## Task requirements:
Output the listing word for word, minus images.

(Exercise inputs Opens)

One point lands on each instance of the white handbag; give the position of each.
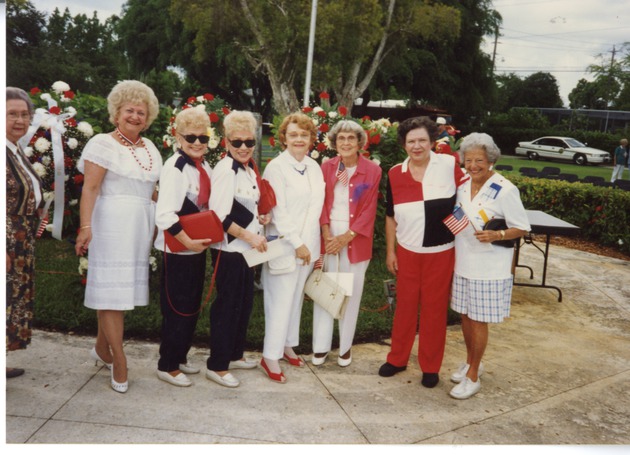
(326, 292)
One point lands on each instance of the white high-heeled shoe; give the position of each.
(97, 358)
(120, 387)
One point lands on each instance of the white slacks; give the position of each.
(283, 298)
(323, 322)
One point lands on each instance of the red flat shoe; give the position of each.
(296, 361)
(278, 377)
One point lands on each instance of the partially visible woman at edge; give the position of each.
(24, 200)
(117, 211)
(235, 197)
(298, 183)
(482, 284)
(347, 222)
(184, 189)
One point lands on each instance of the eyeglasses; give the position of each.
(13, 116)
(191, 138)
(238, 143)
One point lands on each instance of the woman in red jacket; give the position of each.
(347, 223)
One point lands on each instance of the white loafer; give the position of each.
(181, 380)
(461, 372)
(318, 360)
(242, 364)
(465, 389)
(188, 368)
(228, 380)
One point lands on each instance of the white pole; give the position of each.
(309, 58)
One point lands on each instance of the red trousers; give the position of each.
(423, 287)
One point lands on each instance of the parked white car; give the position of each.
(562, 148)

(Exercise inputs Closes)

## Your solution:
One point lands on each instance of the white handbag; give the position of each.
(326, 292)
One point lands on each instance of the white high-heeled shoe; give the position of each.
(97, 358)
(120, 387)
One point lands on each instance of the white slacks; give the position of each.
(283, 298)
(323, 322)
One point lands on each instance of the red flat shoe; give the position of each.
(296, 361)
(278, 377)
One point lands on each instance of the partially visible woman at edge; give the position of each.
(24, 200)
(117, 211)
(235, 197)
(298, 183)
(482, 284)
(347, 222)
(184, 189)
One point lands on each instance of the eyeglasses; give the position of each.
(13, 116)
(191, 138)
(238, 143)
One point lands on each instance of the woman in red jacket; give the position of each.
(347, 223)
One point lands on each instance of the white loafer; give the position of each.
(181, 380)
(461, 372)
(318, 360)
(242, 364)
(465, 389)
(188, 368)
(228, 380)
One point lands on each instance of the white pole; give the position of each.
(309, 58)
One point lands on each instance of the red trousers; give the position of each.
(423, 287)
One point lands on each instance of the parked white car; give the position of each.
(562, 148)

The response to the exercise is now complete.